Data excerpts
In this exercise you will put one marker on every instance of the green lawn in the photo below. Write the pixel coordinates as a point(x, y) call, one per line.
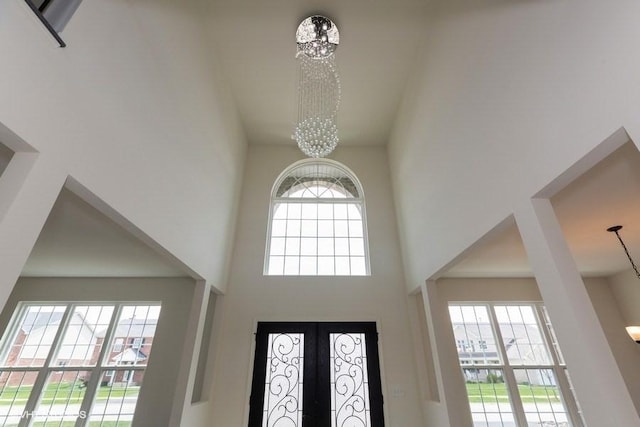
point(497, 393)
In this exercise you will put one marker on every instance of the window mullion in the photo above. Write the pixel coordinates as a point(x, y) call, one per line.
point(510, 379)
point(41, 379)
point(94, 380)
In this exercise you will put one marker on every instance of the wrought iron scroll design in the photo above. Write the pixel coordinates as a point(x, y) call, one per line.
point(349, 382)
point(283, 390)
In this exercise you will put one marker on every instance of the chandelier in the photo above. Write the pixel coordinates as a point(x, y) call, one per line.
point(316, 130)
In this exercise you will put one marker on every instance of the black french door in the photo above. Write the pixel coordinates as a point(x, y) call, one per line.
point(316, 374)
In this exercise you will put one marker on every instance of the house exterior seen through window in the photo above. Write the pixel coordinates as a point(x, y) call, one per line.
point(512, 367)
point(317, 222)
point(75, 363)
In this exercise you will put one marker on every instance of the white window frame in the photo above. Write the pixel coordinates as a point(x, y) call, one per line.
point(276, 201)
point(556, 364)
point(95, 372)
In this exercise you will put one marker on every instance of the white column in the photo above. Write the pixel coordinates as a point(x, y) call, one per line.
point(451, 385)
point(598, 383)
point(28, 189)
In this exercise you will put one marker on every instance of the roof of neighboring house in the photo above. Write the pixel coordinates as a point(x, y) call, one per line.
point(516, 333)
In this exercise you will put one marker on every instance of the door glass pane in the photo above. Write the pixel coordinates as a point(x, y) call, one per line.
point(475, 340)
point(488, 398)
point(349, 380)
point(541, 397)
point(84, 335)
point(34, 335)
point(283, 382)
point(15, 388)
point(523, 342)
point(61, 398)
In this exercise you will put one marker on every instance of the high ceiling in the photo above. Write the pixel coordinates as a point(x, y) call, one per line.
point(255, 42)
point(604, 196)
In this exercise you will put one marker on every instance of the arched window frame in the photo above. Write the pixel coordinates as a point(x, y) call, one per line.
point(357, 199)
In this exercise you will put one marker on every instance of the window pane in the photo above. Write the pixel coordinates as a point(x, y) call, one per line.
point(326, 266)
point(475, 340)
point(292, 246)
point(541, 397)
point(291, 265)
point(34, 335)
point(294, 210)
point(277, 246)
point(325, 228)
point(280, 210)
point(488, 398)
point(83, 336)
point(523, 341)
point(308, 246)
point(308, 266)
point(341, 228)
point(310, 211)
point(309, 228)
point(276, 265)
point(293, 228)
point(283, 382)
point(279, 228)
point(116, 398)
point(353, 211)
point(61, 398)
point(349, 380)
point(356, 246)
point(340, 211)
point(325, 211)
point(342, 246)
point(15, 388)
point(136, 328)
point(552, 334)
point(325, 246)
point(358, 266)
point(343, 266)
point(355, 228)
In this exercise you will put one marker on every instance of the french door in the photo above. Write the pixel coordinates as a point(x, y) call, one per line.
point(312, 374)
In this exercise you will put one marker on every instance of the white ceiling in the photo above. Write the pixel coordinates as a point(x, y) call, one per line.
point(79, 241)
point(604, 196)
point(255, 43)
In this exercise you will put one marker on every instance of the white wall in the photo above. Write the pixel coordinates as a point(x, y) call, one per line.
point(510, 94)
point(605, 294)
point(137, 102)
point(253, 297)
point(163, 386)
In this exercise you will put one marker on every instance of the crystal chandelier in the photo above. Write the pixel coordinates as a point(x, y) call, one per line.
point(316, 130)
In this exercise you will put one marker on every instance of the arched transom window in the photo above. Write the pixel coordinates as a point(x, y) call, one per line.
point(317, 222)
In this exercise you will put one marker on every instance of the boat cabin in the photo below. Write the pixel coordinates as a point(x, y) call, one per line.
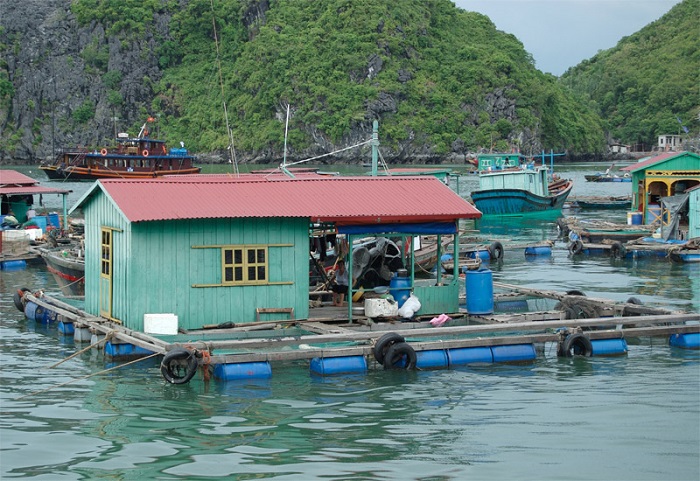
point(661, 176)
point(500, 161)
point(214, 250)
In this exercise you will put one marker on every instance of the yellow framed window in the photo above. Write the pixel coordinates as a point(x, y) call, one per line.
point(244, 265)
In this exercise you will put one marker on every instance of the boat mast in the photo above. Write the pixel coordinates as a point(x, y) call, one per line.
point(231, 148)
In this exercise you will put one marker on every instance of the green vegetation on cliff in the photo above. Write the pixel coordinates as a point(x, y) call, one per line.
point(649, 80)
point(433, 75)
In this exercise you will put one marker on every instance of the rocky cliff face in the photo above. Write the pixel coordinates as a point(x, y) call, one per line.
point(64, 74)
point(44, 53)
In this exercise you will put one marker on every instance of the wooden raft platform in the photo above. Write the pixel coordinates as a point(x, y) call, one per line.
point(312, 338)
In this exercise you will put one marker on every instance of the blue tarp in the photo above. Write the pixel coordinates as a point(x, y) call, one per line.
point(422, 228)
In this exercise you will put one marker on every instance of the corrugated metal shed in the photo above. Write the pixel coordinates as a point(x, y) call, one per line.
point(652, 161)
point(345, 200)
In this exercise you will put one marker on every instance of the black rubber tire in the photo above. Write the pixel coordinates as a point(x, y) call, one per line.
point(576, 247)
point(383, 343)
point(17, 298)
point(400, 353)
point(179, 365)
point(496, 250)
point(618, 251)
point(575, 345)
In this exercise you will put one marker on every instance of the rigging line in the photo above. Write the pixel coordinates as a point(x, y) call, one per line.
point(330, 153)
point(386, 167)
point(229, 133)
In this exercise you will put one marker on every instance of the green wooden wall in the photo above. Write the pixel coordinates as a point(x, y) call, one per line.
point(156, 267)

What the task requires
Reproduce the material above verbatim; omit every picture.

Solution
In this exercise you will put one marker on every instance of the green lawn in the photo below. Write the pixel coordinates as a point(x, y) call, one per line.
point(497, 393)
In this exercise you will put one marker on every instance of the window mullion in the photo above. Write the pixel coordinates as a point(x, y) call, one per line.
point(510, 379)
point(41, 379)
point(94, 380)
In this exercise you will put one marker on every instance of the wrought iron scroll design in the photo above. Write the pixel coordinates as a point(x, y) call, one per line.
point(349, 382)
point(283, 390)
In this exercise you will put one marker on every instance of the chandelier in the photo above. Write the pixel coordinates as a point(x, y) call, one per line.
point(316, 130)
In this exercise you will put one marker on every instance of the black french door in the photo above. Write the pixel coordinates as a point(x, y) call, one per line.
point(316, 374)
In this exercise you will put one marker on every instance of the house exterior seen through window in the photo above. Write the pixel coordinates as a point(x, y) call, one per line.
point(512, 367)
point(317, 222)
point(75, 363)
In this exercise you will put one marker on every instance of the white window frame in the photo above. Write the pixel coordinates as a point(x, y) call, one per line.
point(276, 201)
point(556, 364)
point(95, 372)
In this exercise you will put one marker on every instance of the white column in the photo above. Write the pixel coordinates as a point(x, y) call, one per line.
point(451, 385)
point(598, 383)
point(28, 189)
In this exercise you will put one marker on every instance of the roof of neighboring house in the photo above. Write the pixel coordinates as a point(x, y) call, one per line.
point(516, 333)
In this exercise you will put one marker on every instance of the door glass pane in the photo above. Write the pixel coordinates as a point(x, y) call, one per line.
point(475, 340)
point(488, 398)
point(349, 380)
point(541, 397)
point(84, 335)
point(34, 335)
point(283, 382)
point(15, 388)
point(523, 342)
point(61, 398)
In this exercise you will put one marker on every instance of the high ceiling in the photo above. Write the pixel coordinates as a point(x, y) call, one per line.
point(255, 42)
point(604, 196)
In this exercise you will put one marker on every instance of the arched window frame in the photo above. Write the pixel coordinates as a point(x, y) call, one per line.
point(357, 199)
In this exercise you will put one marker on every instance of the window pane in the photo above. Write the pixel coordinates as a point(x, y) call, one per line.
point(326, 266)
point(475, 340)
point(292, 246)
point(541, 397)
point(291, 265)
point(34, 335)
point(294, 210)
point(277, 246)
point(325, 228)
point(280, 210)
point(488, 398)
point(83, 336)
point(523, 341)
point(308, 246)
point(308, 266)
point(341, 228)
point(310, 211)
point(309, 228)
point(276, 265)
point(293, 228)
point(283, 382)
point(279, 228)
point(116, 398)
point(353, 211)
point(61, 398)
point(349, 380)
point(356, 246)
point(340, 211)
point(325, 211)
point(342, 246)
point(15, 388)
point(136, 328)
point(552, 334)
point(325, 246)
point(358, 266)
point(343, 266)
point(355, 228)
In this exercise you will put one marker on every instance of the french door in the photo above. Write the pixel coordinates as a point(x, y) call, one per line.
point(312, 374)
In this exercise you will put one marker on every instance of the white ceiling in the photo above. Write the pixel coordinates as a point(x, y) call, one per line.
point(79, 241)
point(604, 196)
point(255, 43)
In this exercise you will put one marker on every instance of the white wall in the photo above. Write the pixel coordinates as a point(x, y) call, one per line.
point(510, 94)
point(605, 294)
point(137, 102)
point(253, 297)
point(163, 386)
In this exercise you will put one marker on every instance of the crystal chandelier in the photo above. Write the pixel coordinates as a point(x, y) call, one per line.
point(316, 130)
In this exercise you will put one marker on every instance of the arched transom window in the photo above. Write the pixel coordinates as a point(x, y) call, one per line.
point(317, 222)
In this exercise you will put one marker on every instance of the boat cabin in the photo below. Write the pixel coordinates as a point(x, y) call, one per line.
point(661, 176)
point(500, 161)
point(214, 250)
In this exercise you will put one marker on every instance of the yellow framed window in the photo above. Write the pixel coordinates as a point(x, y) call, one per line.
point(244, 265)
In this exercise you will put one marker on every instance of the boat mast in the photo above. Write the pixel coordinates as a point(x, y) call, one per line.
point(231, 148)
In this exercise you will put one marker on every instance of the green vegetation on cliff in the photo above. Write the pixel coordinates as a point(x, y) call, one per line.
point(649, 80)
point(433, 75)
In this exercise you will put one marker on every instance of the rocky cliff face in the photo above. Write the pixel coordinates as a point(x, y) call, one per line.
point(64, 74)
point(44, 53)
In this exercise you will put one marker on every instance of the wooden raft platform in the photo above. Write the pixel coordinates as a point(x, y) call, one per line.
point(312, 338)
In this exercise you will put one marker on every instance of the blue tarp in the photo above. Write the pixel coordinates as a point(x, y) call, one per line.
point(422, 228)
In this exercise you will put one marker on every instance of the corrugated metal shed in the photo above. Write the pixel coordinates as a point(x, y) call, one per line.
point(652, 161)
point(345, 200)
In this exercise you will put one marker on every instance of the black rubber tire in the photo above. Write the pixel coordinates as a point(x, y) call, one per line.
point(576, 247)
point(383, 343)
point(17, 298)
point(400, 353)
point(179, 365)
point(496, 250)
point(618, 251)
point(575, 345)
In this exercise you will put one marker on every instance of the rigging line in the photo above. Write the pixel coordinates as a point(x, y) call, one per line.
point(330, 153)
point(386, 167)
point(229, 133)
In this exercise you will put one marker on every instance of the green wooden wall in the photo above. Write the pixel coordinates as a point(x, y) call, one per line.
point(156, 267)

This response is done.